(Beginning of RECORDED DATA)
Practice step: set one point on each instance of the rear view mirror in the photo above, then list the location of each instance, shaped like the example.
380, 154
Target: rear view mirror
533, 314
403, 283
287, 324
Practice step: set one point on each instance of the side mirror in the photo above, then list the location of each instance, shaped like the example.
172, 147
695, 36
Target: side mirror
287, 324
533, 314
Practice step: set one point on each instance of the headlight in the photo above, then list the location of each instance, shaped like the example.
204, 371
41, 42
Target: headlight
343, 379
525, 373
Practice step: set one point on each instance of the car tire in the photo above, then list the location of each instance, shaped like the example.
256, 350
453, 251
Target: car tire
(End of RECORDED DATA)
(Beginning of RECORDED DATA)
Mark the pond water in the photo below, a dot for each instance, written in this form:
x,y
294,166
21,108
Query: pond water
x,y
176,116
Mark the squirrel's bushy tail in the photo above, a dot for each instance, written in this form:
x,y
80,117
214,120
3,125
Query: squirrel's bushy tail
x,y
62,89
(End of RECORDED DATA)
=== TASK DETAILS ===
In the material above, transcribe exactly the lines beginning at the one with "Target: rear view mirror" and ending at the one with "Target: car tire", both included.

=== EXERCISE RESULT ===
Target: rear view mirror
533, 314
403, 283
287, 324
Practice step: set one point on each instance of the side mirror in the photo above, then list the location of each instance, shaped like the example.
172, 147
695, 36
Target: side mirror
287, 324
533, 314
Practice step: set one point on each instance of the headlight in the photo above, then list the location of each instance, shaped like the example.
204, 371
41, 42
Target: headlight
343, 379
525, 373
Practice step: set one point on each instance of the car tire in the photo above, then list the location of each instance, shaped like the example.
256, 350
453, 251
Target: car tire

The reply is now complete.